■ Your instructions: Searching the material below, find each line that includes the word "bird", and copy it.
• • • •
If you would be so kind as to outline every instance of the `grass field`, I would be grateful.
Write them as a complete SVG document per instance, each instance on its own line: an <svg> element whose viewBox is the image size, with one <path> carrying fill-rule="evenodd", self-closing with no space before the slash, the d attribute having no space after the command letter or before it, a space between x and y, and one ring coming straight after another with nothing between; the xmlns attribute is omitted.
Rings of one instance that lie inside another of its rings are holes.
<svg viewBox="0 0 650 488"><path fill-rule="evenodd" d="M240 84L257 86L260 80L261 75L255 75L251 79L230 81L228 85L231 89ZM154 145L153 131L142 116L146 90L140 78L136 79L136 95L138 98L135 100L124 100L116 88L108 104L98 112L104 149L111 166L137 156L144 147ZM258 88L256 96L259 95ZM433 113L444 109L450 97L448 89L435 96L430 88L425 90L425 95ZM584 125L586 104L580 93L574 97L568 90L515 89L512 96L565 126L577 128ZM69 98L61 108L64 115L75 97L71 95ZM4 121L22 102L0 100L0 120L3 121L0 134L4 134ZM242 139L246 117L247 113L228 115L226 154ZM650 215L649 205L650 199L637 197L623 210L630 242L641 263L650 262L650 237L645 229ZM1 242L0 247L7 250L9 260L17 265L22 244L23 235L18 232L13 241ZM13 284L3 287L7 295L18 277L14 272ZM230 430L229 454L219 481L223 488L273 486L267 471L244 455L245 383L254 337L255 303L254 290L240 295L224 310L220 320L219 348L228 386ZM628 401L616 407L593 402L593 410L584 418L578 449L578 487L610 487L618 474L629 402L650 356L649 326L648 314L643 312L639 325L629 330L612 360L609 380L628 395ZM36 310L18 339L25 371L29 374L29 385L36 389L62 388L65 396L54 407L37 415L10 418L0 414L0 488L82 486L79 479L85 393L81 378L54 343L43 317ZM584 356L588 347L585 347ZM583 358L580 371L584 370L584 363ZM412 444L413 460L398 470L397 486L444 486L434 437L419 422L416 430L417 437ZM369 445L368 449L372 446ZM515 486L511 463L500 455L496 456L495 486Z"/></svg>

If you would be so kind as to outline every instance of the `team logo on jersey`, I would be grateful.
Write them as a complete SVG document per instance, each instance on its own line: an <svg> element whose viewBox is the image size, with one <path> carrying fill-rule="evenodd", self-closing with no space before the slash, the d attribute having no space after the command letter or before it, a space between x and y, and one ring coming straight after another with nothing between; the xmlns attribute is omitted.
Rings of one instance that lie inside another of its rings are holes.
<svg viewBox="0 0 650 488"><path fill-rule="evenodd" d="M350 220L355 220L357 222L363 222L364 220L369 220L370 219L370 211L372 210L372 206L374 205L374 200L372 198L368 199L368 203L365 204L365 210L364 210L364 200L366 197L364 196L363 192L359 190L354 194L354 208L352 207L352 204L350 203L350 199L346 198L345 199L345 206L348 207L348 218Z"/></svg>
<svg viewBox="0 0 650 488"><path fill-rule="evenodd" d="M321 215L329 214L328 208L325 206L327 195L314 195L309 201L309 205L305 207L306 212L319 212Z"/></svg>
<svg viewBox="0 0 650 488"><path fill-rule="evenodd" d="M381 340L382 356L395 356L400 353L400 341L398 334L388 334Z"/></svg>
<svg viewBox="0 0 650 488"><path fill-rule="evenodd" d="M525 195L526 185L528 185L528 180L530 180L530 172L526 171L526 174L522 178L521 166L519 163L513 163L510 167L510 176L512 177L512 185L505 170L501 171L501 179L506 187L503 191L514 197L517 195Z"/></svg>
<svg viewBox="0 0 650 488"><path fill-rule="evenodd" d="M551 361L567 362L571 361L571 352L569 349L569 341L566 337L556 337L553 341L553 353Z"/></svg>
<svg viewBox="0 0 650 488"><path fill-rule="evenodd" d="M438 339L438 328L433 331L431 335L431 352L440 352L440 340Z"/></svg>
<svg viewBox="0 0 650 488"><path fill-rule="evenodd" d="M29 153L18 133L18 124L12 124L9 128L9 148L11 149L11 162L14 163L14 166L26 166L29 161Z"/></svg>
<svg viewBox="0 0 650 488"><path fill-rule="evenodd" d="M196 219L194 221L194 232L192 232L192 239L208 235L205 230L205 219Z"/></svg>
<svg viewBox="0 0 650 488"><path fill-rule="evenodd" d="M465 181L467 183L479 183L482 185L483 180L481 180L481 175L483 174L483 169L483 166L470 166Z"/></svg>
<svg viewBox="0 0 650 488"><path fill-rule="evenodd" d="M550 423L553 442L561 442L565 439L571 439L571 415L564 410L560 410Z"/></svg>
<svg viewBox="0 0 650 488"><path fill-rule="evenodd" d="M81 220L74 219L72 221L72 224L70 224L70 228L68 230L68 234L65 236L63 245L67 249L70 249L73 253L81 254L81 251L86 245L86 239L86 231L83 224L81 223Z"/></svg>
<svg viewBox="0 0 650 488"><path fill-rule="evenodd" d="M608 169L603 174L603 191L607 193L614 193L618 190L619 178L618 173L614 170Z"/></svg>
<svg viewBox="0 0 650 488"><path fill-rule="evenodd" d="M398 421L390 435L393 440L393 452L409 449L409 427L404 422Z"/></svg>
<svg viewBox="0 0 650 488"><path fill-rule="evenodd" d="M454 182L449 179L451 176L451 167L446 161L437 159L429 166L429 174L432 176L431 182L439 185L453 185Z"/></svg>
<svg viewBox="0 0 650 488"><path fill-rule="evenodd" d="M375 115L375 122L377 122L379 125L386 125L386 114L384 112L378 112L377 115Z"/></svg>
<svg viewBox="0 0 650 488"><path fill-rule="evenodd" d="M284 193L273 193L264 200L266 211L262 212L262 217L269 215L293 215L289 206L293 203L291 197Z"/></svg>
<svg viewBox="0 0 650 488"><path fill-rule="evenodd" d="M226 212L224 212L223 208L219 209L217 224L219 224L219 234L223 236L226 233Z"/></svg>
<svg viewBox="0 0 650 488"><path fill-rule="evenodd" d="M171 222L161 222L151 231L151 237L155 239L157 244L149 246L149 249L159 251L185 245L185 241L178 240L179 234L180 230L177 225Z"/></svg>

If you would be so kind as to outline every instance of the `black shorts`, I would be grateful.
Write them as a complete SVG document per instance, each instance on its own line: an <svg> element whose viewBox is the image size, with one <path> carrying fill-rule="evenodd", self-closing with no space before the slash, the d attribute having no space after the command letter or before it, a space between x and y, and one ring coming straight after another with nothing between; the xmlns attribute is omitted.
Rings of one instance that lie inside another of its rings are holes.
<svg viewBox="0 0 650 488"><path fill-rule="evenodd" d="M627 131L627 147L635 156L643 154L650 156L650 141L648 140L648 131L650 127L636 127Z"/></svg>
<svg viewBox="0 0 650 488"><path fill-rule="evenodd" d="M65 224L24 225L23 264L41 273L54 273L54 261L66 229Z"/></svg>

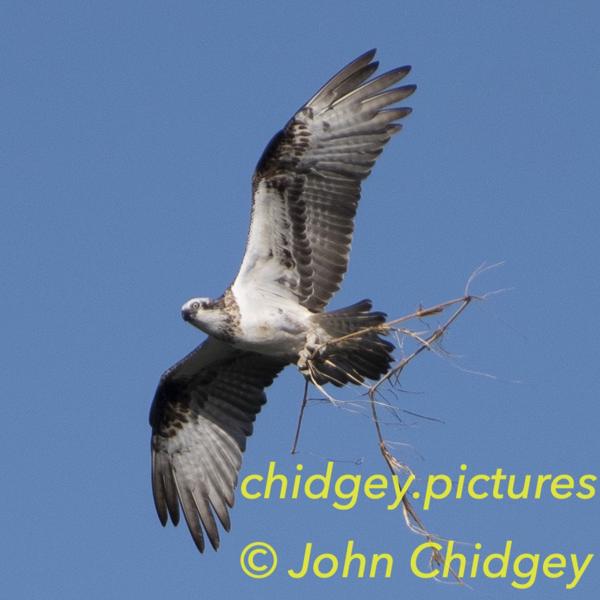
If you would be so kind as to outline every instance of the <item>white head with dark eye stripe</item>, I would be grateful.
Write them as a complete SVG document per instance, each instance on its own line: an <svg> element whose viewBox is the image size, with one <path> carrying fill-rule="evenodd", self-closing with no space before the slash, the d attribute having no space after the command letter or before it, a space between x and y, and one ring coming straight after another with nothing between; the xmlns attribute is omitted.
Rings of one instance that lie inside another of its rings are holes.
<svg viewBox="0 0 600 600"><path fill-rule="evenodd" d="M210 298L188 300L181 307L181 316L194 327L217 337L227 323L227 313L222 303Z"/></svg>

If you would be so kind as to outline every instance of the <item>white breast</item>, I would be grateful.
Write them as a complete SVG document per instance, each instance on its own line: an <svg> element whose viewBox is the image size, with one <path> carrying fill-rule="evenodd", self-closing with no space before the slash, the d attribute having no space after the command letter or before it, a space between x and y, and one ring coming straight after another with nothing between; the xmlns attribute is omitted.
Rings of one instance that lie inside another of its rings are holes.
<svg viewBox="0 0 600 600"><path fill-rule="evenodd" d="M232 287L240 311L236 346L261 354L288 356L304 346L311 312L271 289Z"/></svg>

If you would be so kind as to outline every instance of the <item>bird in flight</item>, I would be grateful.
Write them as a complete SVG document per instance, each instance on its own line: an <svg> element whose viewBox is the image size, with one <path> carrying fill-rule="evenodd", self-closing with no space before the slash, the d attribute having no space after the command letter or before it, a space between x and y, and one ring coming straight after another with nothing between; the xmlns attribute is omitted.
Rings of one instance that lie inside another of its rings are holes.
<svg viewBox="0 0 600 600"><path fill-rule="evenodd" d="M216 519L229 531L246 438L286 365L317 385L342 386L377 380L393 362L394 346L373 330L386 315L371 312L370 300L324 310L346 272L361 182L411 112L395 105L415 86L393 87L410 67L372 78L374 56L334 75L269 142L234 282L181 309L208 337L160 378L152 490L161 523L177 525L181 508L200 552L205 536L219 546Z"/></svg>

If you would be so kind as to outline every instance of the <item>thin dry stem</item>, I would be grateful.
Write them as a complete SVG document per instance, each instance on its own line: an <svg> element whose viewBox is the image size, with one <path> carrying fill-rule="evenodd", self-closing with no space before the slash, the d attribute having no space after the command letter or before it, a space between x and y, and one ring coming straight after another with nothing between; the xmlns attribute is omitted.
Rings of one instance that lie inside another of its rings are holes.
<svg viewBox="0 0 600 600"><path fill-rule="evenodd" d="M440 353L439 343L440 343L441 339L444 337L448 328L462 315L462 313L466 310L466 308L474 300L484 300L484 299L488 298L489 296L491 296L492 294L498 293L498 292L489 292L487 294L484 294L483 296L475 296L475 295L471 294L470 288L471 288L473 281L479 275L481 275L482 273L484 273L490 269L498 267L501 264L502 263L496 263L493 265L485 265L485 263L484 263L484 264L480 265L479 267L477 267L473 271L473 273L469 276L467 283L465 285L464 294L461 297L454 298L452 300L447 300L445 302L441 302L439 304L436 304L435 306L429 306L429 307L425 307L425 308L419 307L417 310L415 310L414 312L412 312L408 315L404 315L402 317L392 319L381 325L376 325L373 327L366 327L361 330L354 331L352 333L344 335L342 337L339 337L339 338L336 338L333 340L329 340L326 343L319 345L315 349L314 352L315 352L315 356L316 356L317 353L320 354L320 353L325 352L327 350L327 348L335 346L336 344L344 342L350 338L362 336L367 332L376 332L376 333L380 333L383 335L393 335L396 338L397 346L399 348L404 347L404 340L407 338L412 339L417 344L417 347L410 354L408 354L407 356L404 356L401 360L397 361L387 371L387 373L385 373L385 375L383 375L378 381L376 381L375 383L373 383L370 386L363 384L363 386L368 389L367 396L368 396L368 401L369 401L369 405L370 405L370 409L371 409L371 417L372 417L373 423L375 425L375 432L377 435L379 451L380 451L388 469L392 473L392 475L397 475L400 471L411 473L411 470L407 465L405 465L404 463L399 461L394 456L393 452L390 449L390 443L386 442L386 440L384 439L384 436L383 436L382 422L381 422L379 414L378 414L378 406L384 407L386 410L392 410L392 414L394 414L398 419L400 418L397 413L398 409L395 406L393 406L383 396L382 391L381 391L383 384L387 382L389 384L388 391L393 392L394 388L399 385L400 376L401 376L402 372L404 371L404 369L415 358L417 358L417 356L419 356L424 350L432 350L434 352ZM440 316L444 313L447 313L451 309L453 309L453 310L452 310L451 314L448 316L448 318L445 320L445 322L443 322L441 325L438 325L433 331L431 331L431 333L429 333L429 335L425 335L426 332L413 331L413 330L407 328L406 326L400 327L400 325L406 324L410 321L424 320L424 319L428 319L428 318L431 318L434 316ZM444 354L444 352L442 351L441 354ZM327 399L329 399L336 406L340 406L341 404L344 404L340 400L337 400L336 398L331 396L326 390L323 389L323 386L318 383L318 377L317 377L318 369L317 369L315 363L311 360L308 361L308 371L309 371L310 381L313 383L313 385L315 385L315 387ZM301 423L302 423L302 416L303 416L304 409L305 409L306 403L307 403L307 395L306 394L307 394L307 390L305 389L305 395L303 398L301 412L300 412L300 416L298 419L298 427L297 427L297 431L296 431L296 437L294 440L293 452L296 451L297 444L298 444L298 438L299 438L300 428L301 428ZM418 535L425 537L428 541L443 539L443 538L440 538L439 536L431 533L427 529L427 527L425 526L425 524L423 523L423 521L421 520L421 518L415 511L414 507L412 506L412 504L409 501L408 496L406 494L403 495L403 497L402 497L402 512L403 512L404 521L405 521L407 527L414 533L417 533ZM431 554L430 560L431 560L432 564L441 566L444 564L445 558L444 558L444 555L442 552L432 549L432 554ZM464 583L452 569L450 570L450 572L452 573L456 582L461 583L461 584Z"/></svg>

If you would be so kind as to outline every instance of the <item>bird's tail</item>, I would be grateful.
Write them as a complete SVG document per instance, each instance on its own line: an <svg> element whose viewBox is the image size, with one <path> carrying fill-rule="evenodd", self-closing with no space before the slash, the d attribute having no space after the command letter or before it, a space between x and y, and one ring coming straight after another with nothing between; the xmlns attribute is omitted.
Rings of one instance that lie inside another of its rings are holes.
• • • •
■ Response to this task:
If you would be so kind as to outline every instance of the <item>bird in flight</item>, I would be grateful.
If you would be so kind as to outline every instance of the <item>bird's tail</item>, I would be grateful.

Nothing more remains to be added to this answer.